SUPPLIED PASSAGE:

--- START ---

Olopade is the Walter L. Palmer Distinguished Service Professor of Medicine and Human Genetics and associate dean of Global Health at the University of Chicago. She also serves as director of the university’s Cancer Risk Clinic.

“The lectureship was established to honor Sojourner Truth, a former slave who, after emancipation, devoted her life to the abolitionist cause and the rights of women,” said Sheila Walker, chair of the The Claremont Colleges’ Intercollegiate Department of Africana Studies. “Thus, the woman we select each year to be the Sojourner Truth Lecturer is one whose contributions to her field and society have been especially noteworthy, advancing in some way knowledge in the field of Africana Studies and serving the African diasporic community.”

An authority on cancer risk, prevention and treatment, Olopade has a special interest in women of African descent, who face a higher risk for ER-negative breast cancer, an aggressive form of the disease that is resistant to hormone therapy. Her research focuses on the interactions between genetics and environment in the onset of breast cancer and on the prevention and early detection of breast and ovarian cancer in women at high risk.

She also works with government officials and drug companies across Africa to promote cancer education and treatment.

Listed in the Best Doctors in America, Olopade has held a number of leadership positions with the American Association for Cancer Research, the American Society of Clinical Oncology and the African Organization for Research and Training in Cancer. In 2011, she was appointed by President Barack Obama to serve on the National Cancer Advisory Board. She currently serves on the national advisory board and the board of directors for the American Board of Internal Medicine.

--- END ---

SUPPLIED ENTRIES:

--- START ---

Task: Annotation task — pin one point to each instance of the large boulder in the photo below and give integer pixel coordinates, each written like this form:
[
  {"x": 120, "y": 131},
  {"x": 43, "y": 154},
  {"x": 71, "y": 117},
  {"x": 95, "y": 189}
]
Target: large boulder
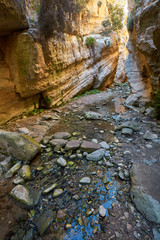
[
  {"x": 145, "y": 190},
  {"x": 19, "y": 146}
]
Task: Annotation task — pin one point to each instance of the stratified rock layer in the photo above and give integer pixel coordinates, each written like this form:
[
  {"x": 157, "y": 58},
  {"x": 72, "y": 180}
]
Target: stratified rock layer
[
  {"x": 36, "y": 71},
  {"x": 143, "y": 194}
]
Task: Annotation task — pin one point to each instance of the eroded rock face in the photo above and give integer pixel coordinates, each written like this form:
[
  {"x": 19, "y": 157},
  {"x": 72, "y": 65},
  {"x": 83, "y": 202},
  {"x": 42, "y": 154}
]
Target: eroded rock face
[
  {"x": 145, "y": 41},
  {"x": 12, "y": 17},
  {"x": 57, "y": 67}
]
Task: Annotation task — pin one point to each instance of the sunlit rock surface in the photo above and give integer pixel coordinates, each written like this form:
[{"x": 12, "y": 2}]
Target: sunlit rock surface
[{"x": 59, "y": 67}]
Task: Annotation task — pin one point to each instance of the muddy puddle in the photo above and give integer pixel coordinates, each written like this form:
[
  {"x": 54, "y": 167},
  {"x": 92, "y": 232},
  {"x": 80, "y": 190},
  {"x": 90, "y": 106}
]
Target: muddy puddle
[{"x": 74, "y": 214}]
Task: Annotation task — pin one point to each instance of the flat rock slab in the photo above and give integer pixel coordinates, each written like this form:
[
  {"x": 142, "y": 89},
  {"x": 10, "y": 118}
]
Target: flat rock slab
[
  {"x": 62, "y": 135},
  {"x": 90, "y": 146},
  {"x": 50, "y": 188},
  {"x": 62, "y": 162},
  {"x": 73, "y": 145},
  {"x": 21, "y": 194},
  {"x": 85, "y": 180},
  {"x": 127, "y": 131},
  {"x": 150, "y": 136},
  {"x": 145, "y": 192},
  {"x": 129, "y": 124},
  {"x": 57, "y": 192},
  {"x": 96, "y": 155},
  {"x": 44, "y": 220},
  {"x": 25, "y": 172},
  {"x": 20, "y": 146},
  {"x": 58, "y": 142},
  {"x": 102, "y": 211},
  {"x": 13, "y": 170}
]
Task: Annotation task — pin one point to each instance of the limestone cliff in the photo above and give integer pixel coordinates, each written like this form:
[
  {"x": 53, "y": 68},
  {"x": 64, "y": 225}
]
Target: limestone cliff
[
  {"x": 143, "y": 62},
  {"x": 55, "y": 65}
]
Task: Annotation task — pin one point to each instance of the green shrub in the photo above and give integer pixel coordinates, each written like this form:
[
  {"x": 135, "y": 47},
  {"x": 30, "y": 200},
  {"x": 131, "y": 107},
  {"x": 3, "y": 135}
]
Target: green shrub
[
  {"x": 90, "y": 42},
  {"x": 156, "y": 104},
  {"x": 57, "y": 16},
  {"x": 130, "y": 23},
  {"x": 114, "y": 20},
  {"x": 99, "y": 4}
]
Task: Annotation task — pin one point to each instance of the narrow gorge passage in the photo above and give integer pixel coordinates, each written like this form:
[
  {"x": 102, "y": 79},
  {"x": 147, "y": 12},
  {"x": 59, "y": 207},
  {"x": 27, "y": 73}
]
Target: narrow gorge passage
[{"x": 90, "y": 168}]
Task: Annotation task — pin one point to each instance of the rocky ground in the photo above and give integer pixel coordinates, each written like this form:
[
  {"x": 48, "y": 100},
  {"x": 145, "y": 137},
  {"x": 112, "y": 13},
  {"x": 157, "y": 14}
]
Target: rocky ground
[{"x": 95, "y": 177}]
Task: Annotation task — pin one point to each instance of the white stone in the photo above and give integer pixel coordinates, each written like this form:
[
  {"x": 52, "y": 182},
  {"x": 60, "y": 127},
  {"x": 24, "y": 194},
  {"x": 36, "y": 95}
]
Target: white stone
[
  {"x": 23, "y": 131},
  {"x": 102, "y": 211},
  {"x": 104, "y": 145},
  {"x": 150, "y": 136},
  {"x": 21, "y": 193},
  {"x": 62, "y": 162},
  {"x": 85, "y": 180}
]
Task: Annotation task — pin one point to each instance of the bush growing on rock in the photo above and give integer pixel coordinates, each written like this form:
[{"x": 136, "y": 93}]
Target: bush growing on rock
[
  {"x": 114, "y": 20},
  {"x": 59, "y": 16},
  {"x": 90, "y": 42},
  {"x": 130, "y": 23},
  {"x": 156, "y": 104}
]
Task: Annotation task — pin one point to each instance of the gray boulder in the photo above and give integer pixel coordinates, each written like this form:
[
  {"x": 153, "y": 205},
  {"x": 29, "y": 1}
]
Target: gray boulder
[
  {"x": 145, "y": 190},
  {"x": 96, "y": 155},
  {"x": 17, "y": 145}
]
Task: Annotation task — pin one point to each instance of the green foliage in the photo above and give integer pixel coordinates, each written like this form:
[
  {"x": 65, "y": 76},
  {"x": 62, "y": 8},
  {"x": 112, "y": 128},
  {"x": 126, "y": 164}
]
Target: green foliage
[
  {"x": 130, "y": 23},
  {"x": 99, "y": 4},
  {"x": 90, "y": 42},
  {"x": 114, "y": 20},
  {"x": 57, "y": 16},
  {"x": 156, "y": 104},
  {"x": 94, "y": 91}
]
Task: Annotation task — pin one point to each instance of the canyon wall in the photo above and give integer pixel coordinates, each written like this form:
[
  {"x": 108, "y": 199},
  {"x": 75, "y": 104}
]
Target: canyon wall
[
  {"x": 43, "y": 57},
  {"x": 143, "y": 61}
]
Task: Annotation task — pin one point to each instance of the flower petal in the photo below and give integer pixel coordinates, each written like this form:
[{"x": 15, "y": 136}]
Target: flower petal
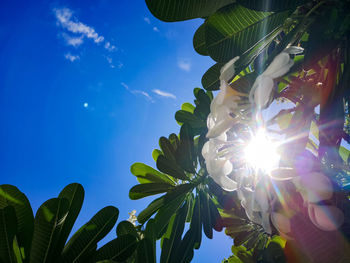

--- END ---

WHAT TO DO:
a – According to the profile of Olopade, in what year was she appointed to the National Cancer Advisory Board?
b – For each statement, say whether the profile of Olopade agrees with it, and quote the deciding words: (i) Olopade directs the university's Cancer Risk Clinic. (ii) ER-negative breast cancer responds well to hormone therapy. (iii) Olopade was appointed to the National Cancer Advisory Board by President Barack Obama.
c – Extend the profile of Olopade past its final sentence.
The rows play no part in the work here.

ANSWERS:
a – 2011

b –
(i) Yes: "She also serves as director of the university’s Cancer Risk Clinic."
(ii) No: "an aggressive form of the disease that is resistant to hormone therapy"
(iii) Yes: "she was appointed by President Barack Obama to serve on the National Cancer Advisory Board"

c –
Olopade is an elected member of the American Society for Clinical Investigation, the Association of American Physicians, the Institute of Medicine of the National Academies, the American Academy of Arts and Sciences and the American Philosophical Society. Honors and awards she has received include an honorary degree from Princeton University, Doris Duke Distinguished Clinical Scientist and Exceptional Mentor Award, American Cancer Society Clinical Research Professorship and MacArthur Foundation “Genius” Fellowship.

She earned her medical degree from the University of Ibadan College of Medicine in Nigeria. She trained in internal medicine at Cook County Hospital in Chicago and in oncology and cancer genetics at the Joint Section of Hematology and Oncology at the University of Chicago.

The Sojourner Truth Lectures honor the achievements and contributions of outstanding black women of African descent. Established in 1983, the lectureship was created and is administered by faculty in the Intercollegiate Department of Africana Studies. It is sponsored by five colleges—Scripps, Pomona, Claremont McKenna, Harvey Mudd and Pitzer—and Claremont Graduate University. Past lectureship speakers have included Maya Angelou, Octavia Butler, Elizabeth Catlett, Samella Lewis, Agnes Moreland Jackson and Mae Jemison.